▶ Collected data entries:
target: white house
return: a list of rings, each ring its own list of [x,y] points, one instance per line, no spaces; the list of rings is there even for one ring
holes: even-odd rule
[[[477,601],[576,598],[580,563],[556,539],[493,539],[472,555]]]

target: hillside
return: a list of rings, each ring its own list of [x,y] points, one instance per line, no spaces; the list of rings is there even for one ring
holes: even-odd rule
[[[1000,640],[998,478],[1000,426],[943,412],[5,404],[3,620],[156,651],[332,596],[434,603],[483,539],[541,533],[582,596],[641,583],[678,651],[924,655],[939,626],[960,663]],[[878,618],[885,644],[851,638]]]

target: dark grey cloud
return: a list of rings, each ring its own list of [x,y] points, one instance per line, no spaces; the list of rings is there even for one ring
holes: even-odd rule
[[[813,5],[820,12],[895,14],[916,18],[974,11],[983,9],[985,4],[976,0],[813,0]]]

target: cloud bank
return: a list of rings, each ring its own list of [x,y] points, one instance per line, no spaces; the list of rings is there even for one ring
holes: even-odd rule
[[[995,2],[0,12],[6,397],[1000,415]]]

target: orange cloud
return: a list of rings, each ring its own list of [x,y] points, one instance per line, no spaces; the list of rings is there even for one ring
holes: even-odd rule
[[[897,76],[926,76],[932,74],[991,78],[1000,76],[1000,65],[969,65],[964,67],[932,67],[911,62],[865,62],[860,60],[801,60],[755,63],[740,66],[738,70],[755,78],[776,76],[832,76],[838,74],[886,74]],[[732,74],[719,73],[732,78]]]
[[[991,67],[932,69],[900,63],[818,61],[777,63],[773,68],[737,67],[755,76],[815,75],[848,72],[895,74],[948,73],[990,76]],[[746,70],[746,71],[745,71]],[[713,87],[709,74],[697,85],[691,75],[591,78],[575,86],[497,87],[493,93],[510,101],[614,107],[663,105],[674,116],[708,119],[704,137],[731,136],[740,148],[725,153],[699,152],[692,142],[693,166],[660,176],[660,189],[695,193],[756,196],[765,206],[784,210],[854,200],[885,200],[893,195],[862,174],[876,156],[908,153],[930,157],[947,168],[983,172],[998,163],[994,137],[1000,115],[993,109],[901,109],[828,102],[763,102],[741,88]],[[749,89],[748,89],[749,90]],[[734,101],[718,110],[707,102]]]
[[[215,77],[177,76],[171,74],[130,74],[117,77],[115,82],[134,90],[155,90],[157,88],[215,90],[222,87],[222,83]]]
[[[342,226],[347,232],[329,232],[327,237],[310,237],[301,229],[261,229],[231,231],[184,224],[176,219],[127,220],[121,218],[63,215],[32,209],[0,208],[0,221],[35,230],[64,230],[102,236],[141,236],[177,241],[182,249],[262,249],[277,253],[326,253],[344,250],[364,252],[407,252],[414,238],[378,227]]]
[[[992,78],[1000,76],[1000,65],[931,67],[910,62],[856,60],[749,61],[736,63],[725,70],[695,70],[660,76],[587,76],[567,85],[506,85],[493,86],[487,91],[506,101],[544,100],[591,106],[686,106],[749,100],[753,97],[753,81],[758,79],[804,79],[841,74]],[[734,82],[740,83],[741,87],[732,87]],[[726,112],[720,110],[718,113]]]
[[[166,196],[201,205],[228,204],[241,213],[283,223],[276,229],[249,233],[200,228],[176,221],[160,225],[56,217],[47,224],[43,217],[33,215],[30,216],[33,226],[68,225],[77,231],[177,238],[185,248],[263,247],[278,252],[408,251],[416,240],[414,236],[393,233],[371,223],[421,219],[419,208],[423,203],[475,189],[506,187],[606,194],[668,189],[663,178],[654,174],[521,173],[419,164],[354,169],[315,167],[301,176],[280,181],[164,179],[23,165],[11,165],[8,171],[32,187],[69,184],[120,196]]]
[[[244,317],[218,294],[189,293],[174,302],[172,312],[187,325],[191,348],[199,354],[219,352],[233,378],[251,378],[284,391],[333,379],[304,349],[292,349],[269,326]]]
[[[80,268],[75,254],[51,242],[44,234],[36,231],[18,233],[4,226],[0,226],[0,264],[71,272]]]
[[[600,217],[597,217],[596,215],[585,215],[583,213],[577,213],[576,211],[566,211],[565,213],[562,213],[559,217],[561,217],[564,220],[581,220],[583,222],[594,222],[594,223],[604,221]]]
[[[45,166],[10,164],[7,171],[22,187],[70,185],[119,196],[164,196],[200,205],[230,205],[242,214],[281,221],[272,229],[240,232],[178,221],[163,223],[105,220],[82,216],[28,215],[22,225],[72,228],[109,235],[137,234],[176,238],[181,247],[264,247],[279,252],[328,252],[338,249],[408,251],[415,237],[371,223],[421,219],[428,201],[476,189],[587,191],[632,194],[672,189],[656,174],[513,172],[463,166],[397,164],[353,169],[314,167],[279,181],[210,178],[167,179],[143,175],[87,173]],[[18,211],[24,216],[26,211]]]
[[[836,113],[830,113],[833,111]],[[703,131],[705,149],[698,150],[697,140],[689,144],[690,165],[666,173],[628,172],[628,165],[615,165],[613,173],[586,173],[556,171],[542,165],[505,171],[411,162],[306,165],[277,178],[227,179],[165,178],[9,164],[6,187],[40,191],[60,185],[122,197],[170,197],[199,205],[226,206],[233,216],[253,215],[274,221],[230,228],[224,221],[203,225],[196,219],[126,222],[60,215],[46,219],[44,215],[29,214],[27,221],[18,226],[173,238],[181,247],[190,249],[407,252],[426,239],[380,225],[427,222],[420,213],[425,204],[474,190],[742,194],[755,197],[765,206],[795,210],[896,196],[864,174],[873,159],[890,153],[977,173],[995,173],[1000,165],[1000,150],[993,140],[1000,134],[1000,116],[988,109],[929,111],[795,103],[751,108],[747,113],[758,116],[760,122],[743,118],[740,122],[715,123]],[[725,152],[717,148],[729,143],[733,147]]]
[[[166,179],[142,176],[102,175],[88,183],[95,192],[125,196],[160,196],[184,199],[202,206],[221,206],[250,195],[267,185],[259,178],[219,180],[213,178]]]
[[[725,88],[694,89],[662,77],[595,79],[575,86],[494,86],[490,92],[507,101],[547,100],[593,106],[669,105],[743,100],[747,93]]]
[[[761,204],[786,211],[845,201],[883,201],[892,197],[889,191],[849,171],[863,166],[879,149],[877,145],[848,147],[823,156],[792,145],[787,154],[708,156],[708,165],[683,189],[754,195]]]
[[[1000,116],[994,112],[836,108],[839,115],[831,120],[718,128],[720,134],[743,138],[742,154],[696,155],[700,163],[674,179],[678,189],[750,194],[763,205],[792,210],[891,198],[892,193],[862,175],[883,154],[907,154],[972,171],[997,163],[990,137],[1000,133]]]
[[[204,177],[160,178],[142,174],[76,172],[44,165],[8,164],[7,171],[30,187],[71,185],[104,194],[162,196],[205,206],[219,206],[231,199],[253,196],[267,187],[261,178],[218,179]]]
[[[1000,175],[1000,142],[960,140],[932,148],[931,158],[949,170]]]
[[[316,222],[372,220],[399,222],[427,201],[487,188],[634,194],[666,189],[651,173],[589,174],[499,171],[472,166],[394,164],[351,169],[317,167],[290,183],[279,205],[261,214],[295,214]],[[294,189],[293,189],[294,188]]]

▶ Work required: The data given before this task must be transcribed exactly and in full.

▶ Exercise response:
target: white house
return: a list of rings, each ring its own list of [x,y] points, one instance per line, no spaces; the list of rings is there even for one ring
holes: even-odd rule
[[[477,601],[576,598],[580,563],[556,539],[493,539],[472,555]]]

target: hillside
return: a list of rings, each ring its own list of [x,y] points, one instance per line, no spaces; the list of rings is there even for one ring
holes: even-odd rule
[[[1000,640],[998,478],[1000,426],[943,412],[5,404],[3,620],[156,651],[332,596],[434,603],[483,539],[541,533],[582,596],[641,583],[678,651],[924,655],[939,626],[960,663]],[[878,618],[885,644],[851,638]]]

target: dark grey cloud
return: a list of rings, each ring its own list of [x,y] points, one instance per line, no spaces; the list of rings is there even for one ring
holes: even-odd rule
[[[813,5],[820,12],[895,14],[916,18],[974,11],[983,9],[985,4],[976,0],[813,0]]]

target: cloud bank
return: a list of rings, each ring its own list of [x,y] points, one instance per line, no spaces; the list of rings is there even for one ring
holes: even-odd rule
[[[995,2],[0,12],[6,397],[1000,415]]]

target: orange cloud
return: a list of rings, each ring its own list of [x,y] points, one instance per line, no spaces; the list of rings is there even for one ring
holes: even-odd rule
[[[897,76],[926,76],[932,74],[991,78],[1000,76],[1000,65],[969,65],[964,67],[932,67],[911,62],[865,62],[860,60],[801,60],[755,63],[740,66],[738,70],[755,78],[776,76],[832,76],[838,74],[886,74]],[[732,74],[719,73],[732,78]]]
[[[991,67],[932,69],[900,63],[818,61],[777,63],[773,68],[737,67],[755,76],[815,75],[848,72],[895,74],[948,73],[990,76]],[[746,70],[746,71],[745,71]],[[713,87],[709,74],[697,85],[691,75],[591,78],[575,86],[497,87],[493,93],[510,101],[614,107],[663,105],[674,116],[708,119],[704,137],[731,136],[740,148],[725,153],[699,152],[692,142],[693,166],[660,176],[660,189],[695,193],[756,196],[765,206],[784,210],[854,200],[885,200],[893,195],[862,174],[876,156],[908,153],[930,157],[947,168],[983,172],[998,163],[994,137],[1000,115],[993,109],[901,109],[828,102],[763,102],[741,88]],[[749,89],[748,89],[749,90]],[[734,101],[718,110],[707,102]]]
[[[215,77],[177,76],[171,74],[130,74],[117,77],[115,82],[134,90],[155,90],[157,88],[215,90],[222,87],[222,83]]]
[[[342,226],[347,232],[329,232],[327,237],[310,237],[301,229],[261,229],[231,231],[184,224],[176,219],[127,220],[121,218],[63,215],[32,209],[0,208],[0,221],[35,230],[64,230],[102,236],[141,236],[177,241],[182,249],[262,249],[277,253],[326,253],[344,250],[364,252],[407,252],[414,238],[378,227]]]
[[[992,78],[1000,76],[1000,65],[931,67],[910,62],[856,60],[749,61],[736,63],[725,70],[695,70],[660,76],[587,76],[567,85],[506,85],[493,86],[487,91],[506,101],[544,100],[591,106],[686,106],[749,100],[753,97],[753,81],[758,79],[804,79],[841,74]],[[734,82],[740,83],[741,87],[732,87]],[[726,112],[720,110],[718,113]]]
[[[166,196],[201,205],[228,204],[241,213],[283,223],[276,229],[249,233],[200,228],[176,221],[160,225],[56,217],[47,224],[43,217],[33,215],[30,216],[33,226],[68,225],[77,231],[177,238],[185,248],[263,247],[278,252],[408,251],[416,240],[414,236],[393,233],[371,223],[421,219],[419,208],[423,203],[475,189],[506,187],[606,194],[668,189],[663,178],[654,174],[521,173],[419,164],[354,169],[315,167],[301,176],[280,181],[164,179],[23,165],[11,165],[8,171],[32,187],[69,184],[120,196]]]
[[[244,317],[218,294],[189,293],[174,302],[172,312],[187,325],[191,348],[199,354],[219,352],[233,378],[251,378],[284,391],[333,379],[304,349],[292,349],[269,326]]]
[[[80,268],[75,254],[51,242],[44,234],[36,231],[18,233],[4,226],[0,226],[0,264],[71,272]]]
[[[600,217],[597,217],[596,215],[585,215],[583,213],[577,213],[576,211],[566,211],[565,213],[562,213],[559,217],[561,217],[564,220],[581,220],[583,222],[594,222],[594,223],[604,221]]]
[[[45,166],[10,164],[7,171],[22,187],[70,185],[119,196],[164,196],[200,205],[230,205],[242,214],[281,221],[272,229],[240,232],[178,221],[163,223],[105,220],[82,216],[28,215],[22,225],[72,228],[109,235],[137,234],[176,238],[181,247],[264,247],[279,252],[328,252],[338,249],[408,251],[415,237],[371,223],[421,219],[428,201],[476,189],[587,191],[632,194],[672,189],[656,174],[513,172],[463,166],[397,164],[353,169],[314,167],[279,181],[210,178],[167,179],[143,175],[87,173]],[[18,211],[24,216],[26,211]]]
[[[836,113],[830,113],[833,111]],[[703,131],[705,149],[698,150],[697,140],[689,144],[690,165],[666,173],[628,172],[628,165],[615,165],[613,173],[586,173],[556,171],[542,165],[505,171],[411,162],[306,165],[277,178],[227,179],[165,178],[9,164],[6,187],[40,191],[60,185],[122,197],[170,197],[199,205],[226,206],[233,216],[253,215],[274,221],[230,228],[224,221],[203,225],[196,219],[126,222],[60,215],[46,219],[44,215],[29,214],[27,221],[18,226],[173,238],[181,247],[190,249],[407,252],[426,239],[380,225],[427,222],[420,213],[425,204],[474,190],[742,194],[755,197],[765,206],[795,210],[896,196],[864,174],[873,159],[890,153],[977,173],[995,173],[1000,165],[1000,150],[993,140],[1000,134],[1000,116],[988,109],[929,111],[795,103],[751,108],[747,113],[758,116],[760,122],[743,118],[740,122],[715,123]],[[725,152],[717,148],[729,143],[733,147]]]
[[[166,179],[142,176],[102,175],[88,183],[95,192],[125,196],[160,196],[184,199],[202,206],[221,206],[250,195],[267,185],[259,178],[219,180],[213,178]]]
[[[725,88],[694,89],[662,77],[595,79],[575,86],[494,86],[490,92],[507,101],[547,100],[593,106],[669,105],[743,100],[747,93]]]
[[[761,204],[786,211],[845,201],[883,201],[892,197],[889,191],[849,171],[863,166],[879,149],[877,145],[848,147],[823,156],[792,145],[787,154],[708,156],[708,165],[683,189],[754,195]]]
[[[1000,116],[994,112],[836,108],[839,115],[831,120],[718,128],[720,134],[743,138],[742,154],[696,155],[700,163],[674,179],[678,189],[750,194],[763,205],[792,210],[891,198],[892,193],[862,175],[883,154],[907,154],[972,171],[997,163],[990,137],[1000,133]]]
[[[204,177],[160,178],[142,174],[76,172],[44,165],[8,164],[7,171],[30,187],[71,185],[104,194],[162,196],[205,206],[219,206],[231,199],[253,196],[267,187],[261,178],[218,179]]]
[[[1000,175],[1000,142],[960,140],[932,148],[931,158],[949,170]]]
[[[316,222],[372,220],[399,222],[427,201],[487,188],[634,194],[666,189],[651,173],[589,174],[499,171],[472,166],[394,164],[351,169],[317,167],[290,183],[279,205],[261,214],[295,214]],[[294,189],[293,189],[294,188]]]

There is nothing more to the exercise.